___ SOURCE EXCERPT ___
= Yu Chen (artist) =

Chinese artist (born 1963)

Yu Chen (余陈) is a contemporary Chinese artist and professor at the Central Academy of Fine Arts.

== Early life ==
Chen was born in the Guizhou province of China in 1963. She has a brother named Chen Yu. She graduated from the Guizhou Art Institute in 1981 and the Central Academy of Fine Art in Beijing in 1988.

== Art ==
Chen is best known for her Red Babies (红孩儿) series, which features portraits of Chinese children in Mao suits and other Communist garb. Some of the portraits in the series bear a likeness to Mao Zedong and other well-known Communist officials. The title Red Babies (红孩儿) carries a double meaning, simultaneously referring to children born in Communist China and to the Red Boy from the Chinese epic Journey to the West.

Her works have been sold at various notable auction houses, including Sotheby's, Christie's, and China Guardian Auctions.

== Exhibitions ==
Yu Chen's major exhibitions include:

=== Solo exhibitions ===

- Red Babies, Schoeni Art Gallery, Beijing (2003)
- Red Babies, Schoeni Art Gallery, Hong Kong (2003)
- Red Babies II, Schoeni Art Gallery, Hong Kong (2005)

=== Group exhibitions ===

- 1st Annual World of Women Artists, Museum of the Central Academy of Fine Arts, Beijing (1990)
- Chinese Contemporary Engraving Exhibition, Portland Museum, Portland, USA (1996)
- Exhibition for the Teachers from the Engraving Department of the Central Academy of the Arts, Museum of the Central Academy of Fine Arts, Beijing (1998)
- Out of the Box, Art Scene China, Hong Kong (1999)
- Group Exhibition, Hanmo Art Gallery, Beijing (2001)
- Invitational Exhibition of Fine Sketches from Chinese Academies of Art, Yan Huang Art Museum, Beijing (2001)
___ RECORDED DATA ___
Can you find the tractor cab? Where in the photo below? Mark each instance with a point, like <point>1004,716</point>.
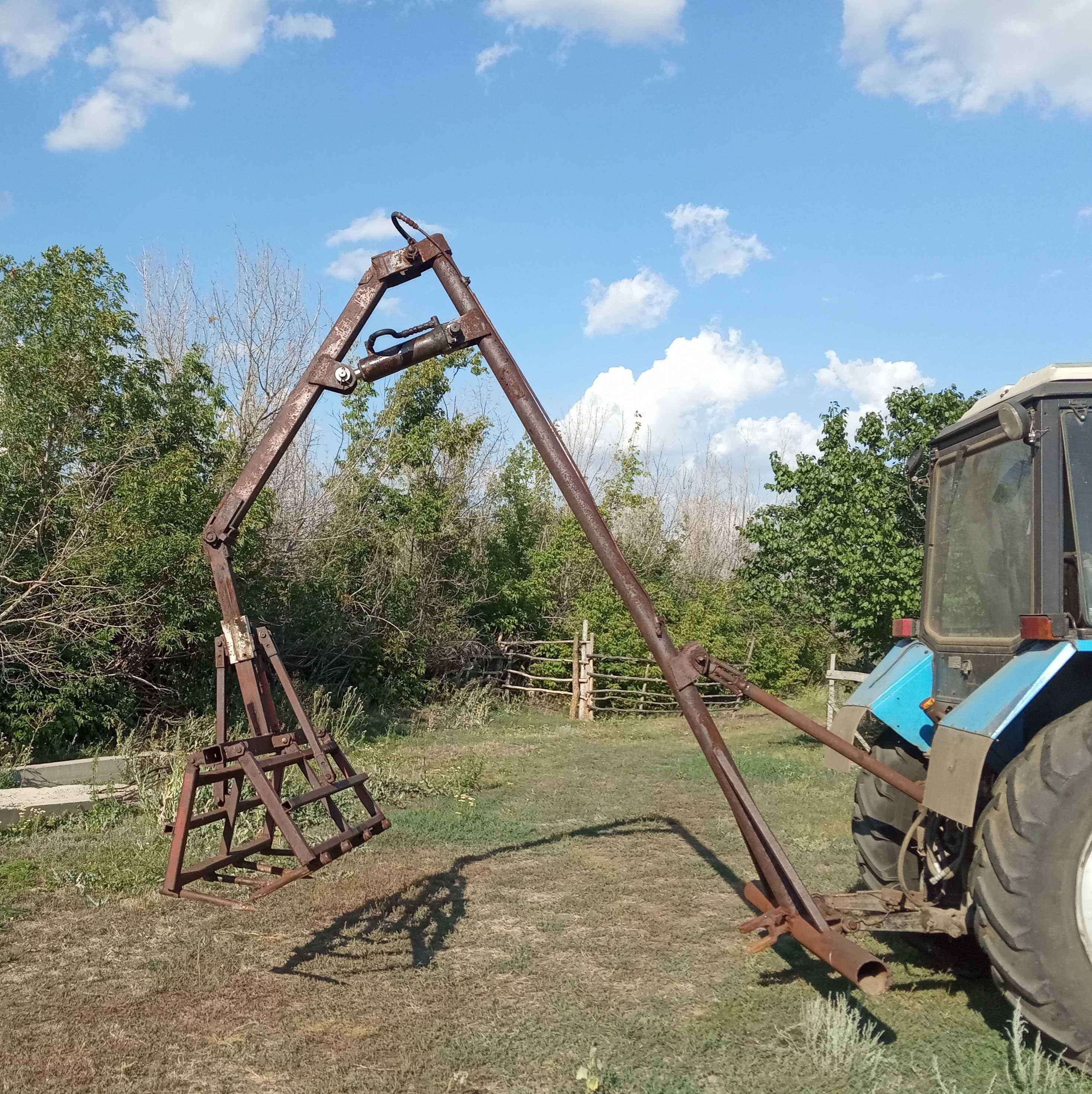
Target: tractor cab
<point>1009,529</point>
<point>1007,589</point>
___
> [WORK TO COMPLETE] Continue the article on the artist Yu Chen from the point where it stops.

> [THE RESULT]
- International Women Artists' Exhibition, the National Museum of Fine Arts, Beijing (2001)
- Open Your Eyes, Chen Yu and Yu Chen, Lotus Arts de Vivre and Schoeni Art Gallery, Bangkok (2003)
- Through the Artists' Eyes - A Tribute to Manfred Schoeni, Schoeni Art Gallery, Hong Kong (2004)
- Made in China, Opera Gallery, London (2006)
- Beyond the Canvas, Schoeni Art Gallery, Hong Kong (2006)
- The Chen Family, Schoeni Art Gallery, Hong Kong (2006)
- Made in China, Opera Gallery, New York, USA (2007)
- RE-collection, A Retrospective Look at 15 Years of Art & Vision”, Schoeni Art Gallery's 15th Anniversary Exhibition, Schoeni Art Gallery, Hong Kong (2007)
- The Chen Family, Today Art Museum, Beijing (2008)
- The Chinese Approach, Ann Nathan Gallery, Chicago (2008)
- WO.MEN - We Are Our Own Women, Schoeni Art Gallery, Hong Kong (2010)
- Latitude/Attitude: 20th Anniversary Exhibition, Schoeni Art Gallery, Hong Kong (2012)
- "The Chen Family", YCL Gallery, Beijing (2014)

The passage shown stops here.